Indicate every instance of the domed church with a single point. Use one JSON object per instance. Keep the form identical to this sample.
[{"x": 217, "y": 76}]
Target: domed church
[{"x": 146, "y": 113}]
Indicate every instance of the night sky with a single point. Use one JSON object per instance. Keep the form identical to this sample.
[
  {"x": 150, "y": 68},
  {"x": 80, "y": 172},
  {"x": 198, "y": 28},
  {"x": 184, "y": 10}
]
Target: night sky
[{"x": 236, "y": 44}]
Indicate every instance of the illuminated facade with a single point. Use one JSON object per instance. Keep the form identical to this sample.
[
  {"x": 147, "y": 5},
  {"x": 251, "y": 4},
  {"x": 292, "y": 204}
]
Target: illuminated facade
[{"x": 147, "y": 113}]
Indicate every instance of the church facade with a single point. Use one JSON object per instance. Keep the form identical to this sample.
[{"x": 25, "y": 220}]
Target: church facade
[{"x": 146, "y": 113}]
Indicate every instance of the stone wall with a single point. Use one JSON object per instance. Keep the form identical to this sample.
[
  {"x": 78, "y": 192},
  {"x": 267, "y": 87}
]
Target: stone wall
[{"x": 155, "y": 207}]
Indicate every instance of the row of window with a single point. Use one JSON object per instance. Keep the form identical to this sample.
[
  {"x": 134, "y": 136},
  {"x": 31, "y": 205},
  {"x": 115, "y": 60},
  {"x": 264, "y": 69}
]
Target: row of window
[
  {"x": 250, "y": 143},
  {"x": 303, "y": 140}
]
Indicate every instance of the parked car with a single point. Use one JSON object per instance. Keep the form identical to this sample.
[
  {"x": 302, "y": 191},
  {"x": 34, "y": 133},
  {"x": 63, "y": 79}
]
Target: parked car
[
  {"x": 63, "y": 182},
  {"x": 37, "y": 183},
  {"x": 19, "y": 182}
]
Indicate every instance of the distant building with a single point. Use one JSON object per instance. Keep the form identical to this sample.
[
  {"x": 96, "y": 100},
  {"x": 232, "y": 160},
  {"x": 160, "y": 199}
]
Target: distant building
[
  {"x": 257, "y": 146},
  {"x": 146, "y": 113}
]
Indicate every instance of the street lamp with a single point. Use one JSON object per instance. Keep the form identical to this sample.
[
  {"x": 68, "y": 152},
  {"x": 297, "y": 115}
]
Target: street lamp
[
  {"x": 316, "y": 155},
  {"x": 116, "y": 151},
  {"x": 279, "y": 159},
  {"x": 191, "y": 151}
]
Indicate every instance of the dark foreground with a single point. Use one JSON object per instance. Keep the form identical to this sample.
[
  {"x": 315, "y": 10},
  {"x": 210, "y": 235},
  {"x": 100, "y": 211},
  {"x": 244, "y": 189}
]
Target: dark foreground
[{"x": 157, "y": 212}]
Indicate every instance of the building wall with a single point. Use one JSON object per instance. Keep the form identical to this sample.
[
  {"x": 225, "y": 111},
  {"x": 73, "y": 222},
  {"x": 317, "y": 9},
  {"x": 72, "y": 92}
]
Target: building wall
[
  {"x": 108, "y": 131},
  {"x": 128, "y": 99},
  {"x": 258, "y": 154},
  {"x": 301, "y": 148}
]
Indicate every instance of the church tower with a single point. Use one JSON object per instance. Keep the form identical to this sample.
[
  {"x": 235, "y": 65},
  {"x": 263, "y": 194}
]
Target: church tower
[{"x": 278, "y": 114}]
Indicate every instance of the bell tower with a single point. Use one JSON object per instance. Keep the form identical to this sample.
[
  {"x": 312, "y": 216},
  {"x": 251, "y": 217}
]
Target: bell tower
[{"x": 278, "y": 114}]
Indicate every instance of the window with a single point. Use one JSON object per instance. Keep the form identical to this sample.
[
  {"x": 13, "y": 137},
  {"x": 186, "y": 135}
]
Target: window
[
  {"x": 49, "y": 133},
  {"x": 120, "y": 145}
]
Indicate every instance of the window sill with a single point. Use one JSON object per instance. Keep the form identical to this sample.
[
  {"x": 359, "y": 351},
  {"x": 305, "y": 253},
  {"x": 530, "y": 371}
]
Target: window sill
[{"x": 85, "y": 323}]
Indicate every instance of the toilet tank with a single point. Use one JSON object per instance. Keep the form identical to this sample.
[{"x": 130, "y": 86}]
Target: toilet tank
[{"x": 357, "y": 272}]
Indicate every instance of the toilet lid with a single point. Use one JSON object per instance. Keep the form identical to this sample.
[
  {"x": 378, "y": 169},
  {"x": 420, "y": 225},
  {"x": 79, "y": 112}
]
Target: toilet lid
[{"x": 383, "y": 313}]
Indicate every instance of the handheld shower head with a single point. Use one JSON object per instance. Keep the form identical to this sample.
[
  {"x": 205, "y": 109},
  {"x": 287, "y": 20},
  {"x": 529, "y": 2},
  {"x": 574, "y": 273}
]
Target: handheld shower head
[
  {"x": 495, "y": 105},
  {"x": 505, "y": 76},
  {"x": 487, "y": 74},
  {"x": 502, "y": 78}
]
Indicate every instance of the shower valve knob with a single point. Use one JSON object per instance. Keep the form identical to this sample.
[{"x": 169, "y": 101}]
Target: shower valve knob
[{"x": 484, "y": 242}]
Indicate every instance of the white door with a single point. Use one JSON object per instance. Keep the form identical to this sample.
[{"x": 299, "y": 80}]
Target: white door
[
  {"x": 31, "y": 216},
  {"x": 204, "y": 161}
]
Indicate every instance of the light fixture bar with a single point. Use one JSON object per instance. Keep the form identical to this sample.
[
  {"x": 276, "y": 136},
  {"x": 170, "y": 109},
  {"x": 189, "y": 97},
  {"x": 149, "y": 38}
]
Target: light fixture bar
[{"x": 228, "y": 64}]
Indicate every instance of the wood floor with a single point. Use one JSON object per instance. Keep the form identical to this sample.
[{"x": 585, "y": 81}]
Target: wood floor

# # #

Format every line of the listing above as a numbered list, and leave out any blank lines.

1. Indicate every instance of the domed church with a single point. Use one JSON object per instance. Keep the form identical to this sample.
2. [{"x": 217, "y": 76}]
3. Target: domed church
4. [{"x": 146, "y": 113}]
5. Indicate every instance of the night sky with a single point. Use one JSON object per instance. Keep the form identical to this sample.
6. [
7.   {"x": 150, "y": 68},
8.   {"x": 80, "y": 172},
9.   {"x": 198, "y": 28},
10.   {"x": 184, "y": 10}
11. ]
12. Target: night sky
13. [{"x": 236, "y": 44}]
14. Indicate every instance of the illuminated facade with a single point. Use one JSON object per instance. Keep the form identical to this sample.
15. [
16.   {"x": 147, "y": 5},
17.   {"x": 251, "y": 4},
18.   {"x": 292, "y": 204}
19. ]
20. Target: illuminated facade
21. [{"x": 147, "y": 113}]
22. Indicate every instance of the church facade with a single point. Use one JSON object per instance. Keep the form identical to this sample.
23. [{"x": 25, "y": 220}]
24. Target: church facade
25. [{"x": 146, "y": 113}]
26. Indicate every instance of the stone wall with a single point. Use one JSON object per instance. Keep the form identical to this sample.
27. [
28.   {"x": 78, "y": 192},
29.   {"x": 267, "y": 87}
30. ]
31. Target: stone wall
32. [{"x": 155, "y": 207}]
33. Indicate every instance of the row of window with a single point. Use one JSON object per instance. Keep the form identical to this sample.
34. [
35.   {"x": 134, "y": 136},
36.   {"x": 31, "y": 205},
37.   {"x": 115, "y": 60},
38.   {"x": 264, "y": 69}
39. ]
40. Target: row of window
41. [
42.   {"x": 250, "y": 143},
43.   {"x": 303, "y": 140}
44. ]
45. Indicate every instance of the parked car with a single point. Use one JSON object per instance. Keep the form identical to this sample.
46. [
47.   {"x": 302, "y": 191},
48.   {"x": 34, "y": 133},
49.   {"x": 63, "y": 79}
50. ]
51. Target: parked car
52. [
53.   {"x": 63, "y": 182},
54.   {"x": 37, "y": 183},
55.   {"x": 19, "y": 182}
56. ]
57. Indicate every instance of the distant building with a single point. Use one JSON object per instance. Keep the form identical to this sample.
58. [
59.   {"x": 96, "y": 100},
60.   {"x": 232, "y": 160},
61.   {"x": 160, "y": 199}
62. ]
63. Target: distant building
64. [
65.   {"x": 257, "y": 146},
66.   {"x": 146, "y": 113}
67. ]
68. Indicate every instance of the street lamp with a single point. Use one JSON object per instance. Keep the form identical to this sample.
69. [
70.   {"x": 68, "y": 152},
71.   {"x": 297, "y": 115}
72. ]
73. Target: street lamp
74. [
75.   {"x": 316, "y": 155},
76.   {"x": 116, "y": 151},
77.   {"x": 279, "y": 159},
78.   {"x": 191, "y": 151}
79. ]
80. Indicate every instance of the dark foreground with a single point. Use one JSON object per instance. Keep the form identical to this sample.
81. [
82.   {"x": 315, "y": 10},
83.   {"x": 210, "y": 235},
84.   {"x": 100, "y": 211},
85.   {"x": 244, "y": 189}
86. ]
87. Target: dark foreground
88. [{"x": 157, "y": 212}]
89. Indicate every instance of the building wall with a single point. Use one JSON object per instance. Keep the form identical to this sample.
90. [
91.   {"x": 225, "y": 111},
92.   {"x": 73, "y": 222},
93.   {"x": 317, "y": 9},
94.   {"x": 72, "y": 92}
95. ]
96. Target: building wall
97. [
98.   {"x": 108, "y": 131},
99.   {"x": 128, "y": 99},
100.   {"x": 258, "y": 154},
101.   {"x": 301, "y": 148}
102. ]
103. Indicate every instance of the church tower with a single point. Use one JSON object per instance. Keep the form identical to this sample.
104. [
105.   {"x": 235, "y": 65},
106.   {"x": 263, "y": 194}
107. ]
108. Target: church tower
109. [{"x": 278, "y": 114}]
110. Indicate every instance of the bell tower with a single point. Use one JSON object per instance. Keep the form identical to this sample.
111. [
112.   {"x": 312, "y": 216},
113.   {"x": 251, "y": 217}
114. ]
115. Target: bell tower
116. [{"x": 278, "y": 114}]
117. Indicate every instance of the window with a single point. Use one JSON object per instance. Keep the form identical to this sample.
118. [
119.   {"x": 13, "y": 137},
120.   {"x": 186, "y": 135}
121. ]
122. Target: window
123. [
124.   {"x": 49, "y": 133},
125.   {"x": 120, "y": 145}
126. ]
127. Indicate every instance of the window sill with a single point. Use one JSON object per instance. Keep the form identical to this sample.
128. [
129.   {"x": 359, "y": 351},
130.   {"x": 305, "y": 253},
131.   {"x": 530, "y": 371}
132. ]
133. Target: window sill
134. [{"x": 85, "y": 323}]
135. Indicate every instance of the toilet tank with a single point. Use one JSON object per instance. Keep the form identical to this sample.
136. [{"x": 130, "y": 86}]
137. Target: toilet tank
138. [{"x": 357, "y": 272}]
139. Indicate every instance of the toilet lid with a single point. Use one JSON object per instance. Keep the form identical to this sample.
140. [
141.   {"x": 378, "y": 169},
142.   {"x": 420, "y": 225},
143.   {"x": 79, "y": 112}
144. ]
145. Target: toilet lid
146. [{"x": 383, "y": 313}]
147. Indicate every instance of the handheld shower head with a single point. Use one JSON object per instance. Keep the form identical to this sample.
148. [
149.   {"x": 205, "y": 109},
150.   {"x": 287, "y": 20},
151.   {"x": 529, "y": 2},
152.   {"x": 574, "y": 273}
153. ]
154. Target: handheld shower head
155. [
156.   {"x": 495, "y": 105},
157.   {"x": 505, "y": 76},
158.   {"x": 487, "y": 74},
159.   {"x": 502, "y": 78}
160. ]
161. Indicate every instance of the shower valve knob with a single point. Use one JSON object per instance. Keep the form identical to this sample.
162. [{"x": 169, "y": 101}]
163. Target: shower valve knob
164. [{"x": 484, "y": 242}]
165. Indicate every instance of the white door with a single point. Use one JSON object per instance. Keep the form identical to this sample.
166. [{"x": 299, "y": 80}]
167. Target: white door
168. [
169.   {"x": 31, "y": 216},
170.   {"x": 204, "y": 161}
171. ]
172. Indicate every instance of the light fixture bar with a single point. Use one JSON object per instance. Keep the form identical to this sample.
173. [
174.   {"x": 276, "y": 136},
175.   {"x": 170, "y": 109},
176.   {"x": 189, "y": 97},
177.   {"x": 149, "y": 38}
178. ]
179. Target: light fixture bar
180. [{"x": 228, "y": 64}]
181. Indicate every instance of the wood floor with a single point. Use one JSON object per instance. Keep the form identical to this sample.
182. [{"x": 585, "y": 81}]
183. Target: wood floor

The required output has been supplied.